══ Text section ══
I was talking with a woman last month who was trying to decide about the next step in her infertility treatment journey. They have been trying to conceive for three years.  She told me that what kept her going was knowing that they had so much love to give to a child. “One thing I know for sure is that when we finally have kids, they are going to be the most loved children in the world.”

The Cherished Child: Parenting after  IVF or adoption

There is some evidence that she’s right.  Parents who have struggled to conceive make very good parents.

IVF Moms Show Greater Warmth Towards Child

Research shows that families created with the help of fertility treatment compare favorably with families that conceived without treatment, especially after the first 12 months.  Some research shows that infertility patients are more anxious during pregnancy and their child’s first year of life, but the anxiety usually passes after that.

In the European Study of Assisted Reproductive Families, 116 families with children conceived via IVF were compared to 115 families formed through adoption, 120 with naturally conceived children, and 111 with children conceived via donor insemination.

The study found that mothers through IVF, compared to natural conception mothers, showed towards their children:

  • Greater warmth
  • More emotional involvement
  • More interaction
  • Less stress
  • More overprotective

Adoptive Parents Invest More Time with Their Kids

Parents who choose to adopt rather than stay in infertility treatment also make great parents.  Studies show that adoptive parents invest more time and financial resources in their children than biological parents and “evidence a high level of strength in terms of warmth, communication, discipline, and cohesion.”   Researchers speculate that “One of the reasons adoptive parents invest more is that they really want children, and they go to extraordinary means to have them.” Amen to that.

Overprotective

I must admit that I worry about the effect of over-protectiveness on kids, but I think our entire generation of parents is overprotective, not just parents who conceived or adopted after years of trying.

I don’t think we have a good grasp on how to weigh relative risks.  We are overly worried about low-chance risks such as stranger abduction; as a result, we micromanage our kids’ lives because we are afraid to let them out of our sight.  The older my kids get, the more I believe that children need to learn certain lessons from failure, falling, and figuring things out on their own. But that is the subject of a different blog.

Expecting Perfection

Parents who have struggled to become parents sometimes have a hard time giving themselves permission to have the normal feelings of frustration that come with parenting.  (See last week’s blog about a mom through surrogacy and donor egg.) They may feel let down after all the years of anticipation.  They may think they don’t have the right to complain about being tired, or wishing for a day to themselves, or craving time to wash their hair and shave their legs.  But fortunately, these feeling also usually pass with time.  Most parents of two-year-olds and teens feel pretty darn entitled to their frustration, regardless of how they got their kids.

Impact of Twins on Parenting

Infertility can affect the quality of parenting in two ways.  Infertility treatment results in a disproportionately large number of multiple births, and much research supports that parenting twins and triplets is much more stressful for parents.  Studies of families with assisted reproductive twins found higher levels of anxiety and depression compared to parents with assisted reproductive singletons, even though the parents of the twins through IVF had expressed a greater openness to multiple births.

Every day I see and hear from people who have struggled for years to create their families.  I don’t know whether these kids are “the most loved in the world”, and as a mom by both birth and adoption, I can’t say any of my children are more cherished than the other. I can say, however, that being cherished is probably the greatest gift we can give our kids.

What do you think? Are children who arrived after their parents have struggled for years to become a family more cherished?
═══
Answer the following from the post on parenting after IVF or adoption.
(a) How many families with children conceived via IVF were included in the European Study of Assisted Reproductive Families?
(b) What did studies find in parents of assisted reproductive twins, compared with parents of assisted reproductive singletons?
(c) How long had the woman described at the start been trying to conceive?
══ Input data ══
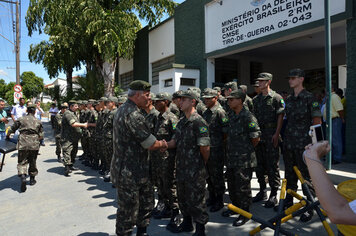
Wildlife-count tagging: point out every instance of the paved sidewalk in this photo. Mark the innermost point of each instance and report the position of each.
(84, 205)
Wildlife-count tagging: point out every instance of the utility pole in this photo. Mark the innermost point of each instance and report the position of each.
(17, 42)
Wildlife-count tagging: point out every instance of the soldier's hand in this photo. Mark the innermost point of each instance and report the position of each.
(275, 139)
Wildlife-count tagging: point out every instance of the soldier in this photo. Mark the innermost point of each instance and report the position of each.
(130, 163)
(107, 132)
(302, 111)
(57, 129)
(193, 146)
(269, 111)
(70, 134)
(243, 136)
(217, 119)
(31, 132)
(163, 163)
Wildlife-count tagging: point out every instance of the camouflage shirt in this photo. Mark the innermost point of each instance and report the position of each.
(300, 111)
(68, 132)
(132, 137)
(218, 123)
(240, 151)
(267, 109)
(30, 129)
(58, 124)
(190, 135)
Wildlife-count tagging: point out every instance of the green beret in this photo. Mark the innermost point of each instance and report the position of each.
(296, 73)
(210, 93)
(237, 94)
(140, 85)
(265, 76)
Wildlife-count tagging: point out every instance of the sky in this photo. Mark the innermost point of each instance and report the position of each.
(7, 52)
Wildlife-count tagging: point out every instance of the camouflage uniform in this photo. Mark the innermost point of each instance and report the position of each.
(30, 129)
(190, 170)
(267, 110)
(241, 157)
(300, 112)
(218, 121)
(69, 137)
(130, 168)
(57, 131)
(163, 163)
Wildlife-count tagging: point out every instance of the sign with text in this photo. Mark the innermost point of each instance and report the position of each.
(235, 22)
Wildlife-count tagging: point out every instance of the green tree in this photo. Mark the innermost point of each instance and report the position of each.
(32, 85)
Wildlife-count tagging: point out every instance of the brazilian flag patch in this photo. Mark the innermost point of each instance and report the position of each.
(225, 119)
(203, 130)
(252, 125)
(315, 104)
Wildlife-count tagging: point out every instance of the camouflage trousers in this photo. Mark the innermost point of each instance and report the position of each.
(191, 199)
(135, 203)
(58, 146)
(239, 185)
(69, 150)
(215, 167)
(268, 164)
(25, 158)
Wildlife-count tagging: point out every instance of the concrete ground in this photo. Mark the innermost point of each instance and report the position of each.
(85, 205)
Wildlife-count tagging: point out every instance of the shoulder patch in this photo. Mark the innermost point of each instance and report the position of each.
(203, 129)
(252, 125)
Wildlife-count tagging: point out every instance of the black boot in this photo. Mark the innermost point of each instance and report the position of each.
(141, 231)
(219, 203)
(185, 226)
(272, 200)
(199, 230)
(260, 196)
(32, 180)
(23, 183)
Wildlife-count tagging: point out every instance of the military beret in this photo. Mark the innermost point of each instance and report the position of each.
(190, 94)
(237, 94)
(177, 94)
(264, 76)
(140, 85)
(296, 73)
(163, 96)
(210, 93)
(232, 85)
(217, 89)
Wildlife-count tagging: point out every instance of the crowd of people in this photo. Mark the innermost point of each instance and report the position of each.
(178, 144)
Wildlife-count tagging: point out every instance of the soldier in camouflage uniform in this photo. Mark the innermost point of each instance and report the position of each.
(302, 111)
(107, 132)
(70, 135)
(192, 143)
(57, 129)
(163, 163)
(130, 164)
(217, 119)
(31, 132)
(269, 113)
(243, 136)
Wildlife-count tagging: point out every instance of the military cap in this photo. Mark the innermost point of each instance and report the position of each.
(190, 94)
(64, 105)
(232, 85)
(264, 76)
(237, 94)
(140, 85)
(162, 96)
(296, 73)
(210, 93)
(217, 89)
(177, 94)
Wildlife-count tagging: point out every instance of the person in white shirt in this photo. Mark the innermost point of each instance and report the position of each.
(19, 110)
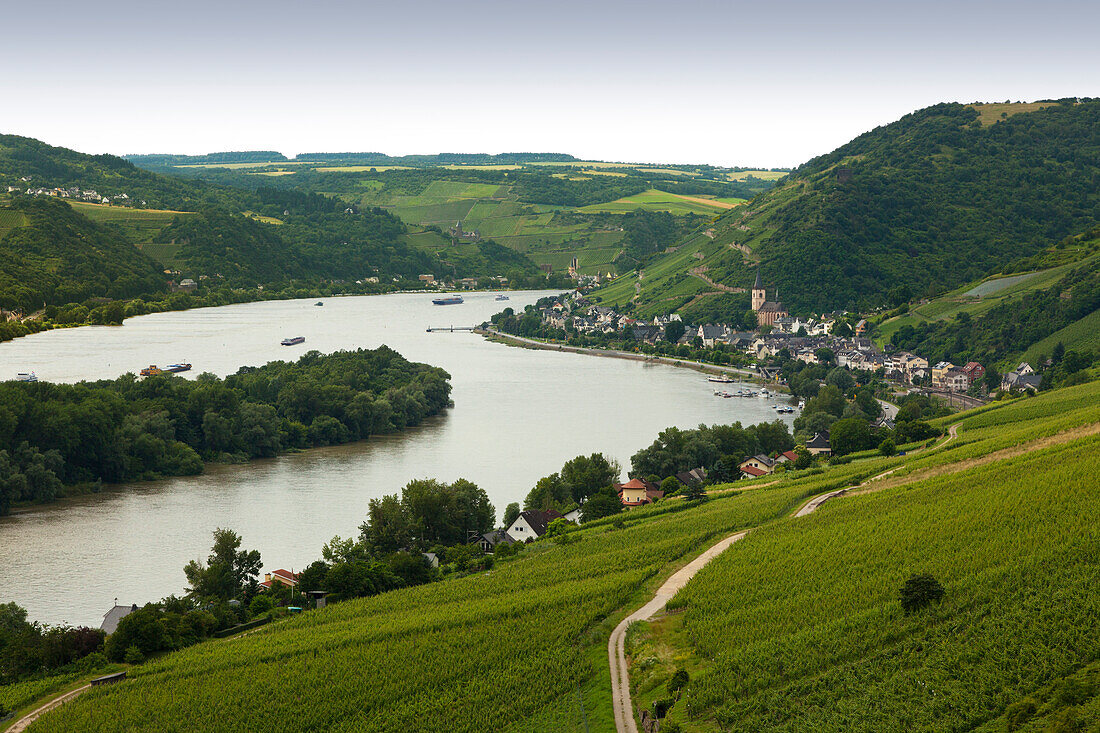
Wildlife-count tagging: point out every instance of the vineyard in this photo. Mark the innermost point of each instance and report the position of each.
(796, 627)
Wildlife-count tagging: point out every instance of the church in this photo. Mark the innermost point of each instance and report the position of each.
(767, 310)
═══
Exercise solution |
(a) 116 families.
(b) Higher levels of anxiety and depression.
(c) Three years.